> **Fragmento del texto**
#####
Por supuesto, el deseo femenino (y el masculino, aunque en otra onda) es un intangible que puede dar (y, de hecho, ha dado) mucho de sí en el audiovisual (como también en poesía, novela y teatro), pero nos parece que esta Babygirl, más allá de la total entrega que hace Kidman a su personaje, poco aporta a un tema ciertamente vidrioso pero evidentemente atractivo. A la película le sobran perfectamente veinte minutos, que podrían ahorrarse en idas y venidas de los amantes, en ese “sí, pero no; no, pero sí” en el que se convierte cada vez que el becario veinteañero y la ejecutiva cincuentona se encuentran para follar o para ser humillada (o las dos cosas a la vez). Con ese recorte, y unos diálogos que merecieran la pena, la película quizá hubiera mejorado; porque, ciertamente, mientras que (volvemos atrás) el deseo masculino está superexplorado en la pantalla, el femenino lo ha sido menos, y con demasiada frecuencia desde una perspectiva masculina (y, ¡ay!, dirigida también a los hombres...), con lo que hubiera estado bien que se explorara más a fondo ese deseo en clave de mujer, incluso aunque sea en una relación de este tipo (amo/esclava) que, ciertamente, no es precisamente lo más habitual, y en la que se pueden dar situaciones de dominio inaceptables, aunque en este caso el consentimiento mutuo es claro y evidente.
#####
> **Extracto de datos**
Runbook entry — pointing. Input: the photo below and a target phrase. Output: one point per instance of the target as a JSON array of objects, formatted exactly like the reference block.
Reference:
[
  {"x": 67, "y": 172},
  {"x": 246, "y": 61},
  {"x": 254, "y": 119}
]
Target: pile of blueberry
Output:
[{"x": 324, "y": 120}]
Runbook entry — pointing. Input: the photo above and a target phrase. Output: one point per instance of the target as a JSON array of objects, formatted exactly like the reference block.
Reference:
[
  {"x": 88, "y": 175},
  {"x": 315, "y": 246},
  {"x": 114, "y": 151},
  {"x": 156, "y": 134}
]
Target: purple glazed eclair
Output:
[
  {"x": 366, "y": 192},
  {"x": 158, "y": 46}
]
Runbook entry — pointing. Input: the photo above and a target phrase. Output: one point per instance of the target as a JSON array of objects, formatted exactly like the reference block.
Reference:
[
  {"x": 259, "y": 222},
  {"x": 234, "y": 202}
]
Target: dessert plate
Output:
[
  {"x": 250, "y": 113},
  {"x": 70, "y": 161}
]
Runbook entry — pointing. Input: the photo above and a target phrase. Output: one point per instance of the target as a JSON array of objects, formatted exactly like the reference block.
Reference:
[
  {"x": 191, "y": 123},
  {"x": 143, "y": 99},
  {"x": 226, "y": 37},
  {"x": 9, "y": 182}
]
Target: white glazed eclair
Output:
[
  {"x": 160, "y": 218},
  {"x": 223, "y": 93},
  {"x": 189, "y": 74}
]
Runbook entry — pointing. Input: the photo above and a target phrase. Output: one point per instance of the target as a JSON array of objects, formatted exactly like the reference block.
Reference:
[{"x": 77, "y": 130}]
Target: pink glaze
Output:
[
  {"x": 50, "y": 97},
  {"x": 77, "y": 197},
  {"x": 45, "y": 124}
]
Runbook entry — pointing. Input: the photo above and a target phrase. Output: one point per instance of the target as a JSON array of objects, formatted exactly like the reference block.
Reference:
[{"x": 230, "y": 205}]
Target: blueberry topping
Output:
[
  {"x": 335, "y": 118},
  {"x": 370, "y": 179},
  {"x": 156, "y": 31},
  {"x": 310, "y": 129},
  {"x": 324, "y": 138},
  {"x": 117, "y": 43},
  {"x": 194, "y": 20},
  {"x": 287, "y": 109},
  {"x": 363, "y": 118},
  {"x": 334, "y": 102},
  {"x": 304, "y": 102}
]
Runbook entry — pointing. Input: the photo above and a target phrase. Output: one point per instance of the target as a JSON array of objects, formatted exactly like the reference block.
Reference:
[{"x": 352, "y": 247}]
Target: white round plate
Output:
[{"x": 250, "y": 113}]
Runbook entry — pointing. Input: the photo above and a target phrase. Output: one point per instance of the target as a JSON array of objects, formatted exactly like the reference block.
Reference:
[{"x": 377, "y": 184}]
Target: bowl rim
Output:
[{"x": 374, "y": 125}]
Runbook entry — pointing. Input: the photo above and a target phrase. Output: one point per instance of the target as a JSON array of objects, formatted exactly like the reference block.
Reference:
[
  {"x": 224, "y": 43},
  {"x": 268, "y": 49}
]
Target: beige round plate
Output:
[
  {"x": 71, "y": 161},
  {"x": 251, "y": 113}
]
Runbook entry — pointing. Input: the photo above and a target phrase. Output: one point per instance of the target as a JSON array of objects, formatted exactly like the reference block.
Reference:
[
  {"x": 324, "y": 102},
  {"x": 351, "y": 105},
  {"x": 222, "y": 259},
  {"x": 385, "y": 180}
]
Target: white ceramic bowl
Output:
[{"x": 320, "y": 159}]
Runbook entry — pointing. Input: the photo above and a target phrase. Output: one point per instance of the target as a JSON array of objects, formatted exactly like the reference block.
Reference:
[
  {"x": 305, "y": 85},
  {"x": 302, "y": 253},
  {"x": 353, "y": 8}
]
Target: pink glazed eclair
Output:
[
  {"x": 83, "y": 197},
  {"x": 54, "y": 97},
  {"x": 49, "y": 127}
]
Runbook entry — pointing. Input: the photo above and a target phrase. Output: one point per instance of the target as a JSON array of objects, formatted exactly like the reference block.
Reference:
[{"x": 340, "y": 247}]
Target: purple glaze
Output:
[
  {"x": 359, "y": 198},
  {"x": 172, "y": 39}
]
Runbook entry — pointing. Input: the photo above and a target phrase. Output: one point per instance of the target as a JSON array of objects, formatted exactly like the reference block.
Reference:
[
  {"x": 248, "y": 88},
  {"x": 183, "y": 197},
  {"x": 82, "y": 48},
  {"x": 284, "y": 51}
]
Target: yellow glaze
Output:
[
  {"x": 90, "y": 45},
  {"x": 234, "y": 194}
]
#####
> **Tarea asignada 1**
Reformule en forma de lista el párrafo del texto sobre la película Babygirl que comienza con «Por supuesto, el deseo femenino» y conserve sus datos principales.
> **Tarea asignada 2**
Según el texto sobre la película Babygirl, ¿cuántos minutos le sobran a la película?
> **Tarea asignada 3**
Retome el texto sobre la película Babygirl y continúelo a partir de su última oración.
Las filas no intervienen en este ejercicio.

> **Respuesta escrita 1**
- El deseo femenino, y también el masculino, ha dado mucho de sí en el audiovisual, la poesía, la novela y el teatro. Sin embargo, pese a la entrega total de Kidman, Babygirl aporta poco a ese tema.
- A la película le sobran unos veinte minutos de idas y venidas entre el becario veinteañero y la ejecutiva cincuentona.
- Con ese recorte y con unos diálogos que merecieran la pena, la película quizá habría mejorado.
- El deseo masculino está superexplorado en la pantalla. El femenino lo ha sido menos, y con frecuencia desde una perspectiva masculina.
- Habría estado bien explorar más a fondo el deseo en clave de mujer, aun dentro de una relación amo/esclava. Este tipo de relación es poco habitual y puede dar lugar a situaciones de dominio inaceptables, aunque en este caso el consentimiento mutuo es claro.

> **Respuesta escrita 2**
Le sobran veinte minutos.

> **Respuesta escrita 3**
Así que ¡bravo! por el esfuerzo titánico de Kidman para representar los delirios eróticos de esta mujer con poder efectivo en su profesión pero insatisfecha en su vida íntima (a pesar de gozar, supuestamente, de una vida sexual plena con su marido...), pero sin que podamos decir lo mismo de este tercer largometraje de la holandesa Halina Reijn (Ámsterdam, 1975), una exquisita actriz de largo recorrido sobre las tablas (ha interpretado a todos los grandes, de Shakespeare a Chéjov, pasando por Ibsen, O’Neill, Esquilo, Cocteau...), que desde hace unos años ha iniciado una incipiente carrera como directora, siendo este su tercer largometraje como tal. Pero nos parece que a Reijn le hace falta todavía bastante para llegar a convertirse en una buena realizadora cinematográfica. Entendemos su intención de provocar (¡qué sería del arte sin provocación!), de transgredir, de presentar en pantalla una relación incómoda... pero el cine es algo más que eso: después hay que “vestirlo” adecuadamente, hay que fundamentarlo, hay que darle la forma más conveniente para que la historia (ese “mensaje” que decían los críticos de hace medio siglo) llegue sin ambages al público. No es el caso.
Tampoco ayudan decisiones estrambóticas de guion (original de la propia Reijn, así que no puede echarle la culpa a otro/a), como convertir en un pispás al amantísimo marido, un dechado de virtudes, en un energúmeno irascible y volcánico cuando se entera de la infidelidad de su mujer (y eso que solo le cuenta lo mínimo...), en una falta de coherencia guionistica fuera de tono y sin sentido, incluso con arranque de brutal violencia física hacia el bollycao con el que su mujer se alegraba las pajarillas.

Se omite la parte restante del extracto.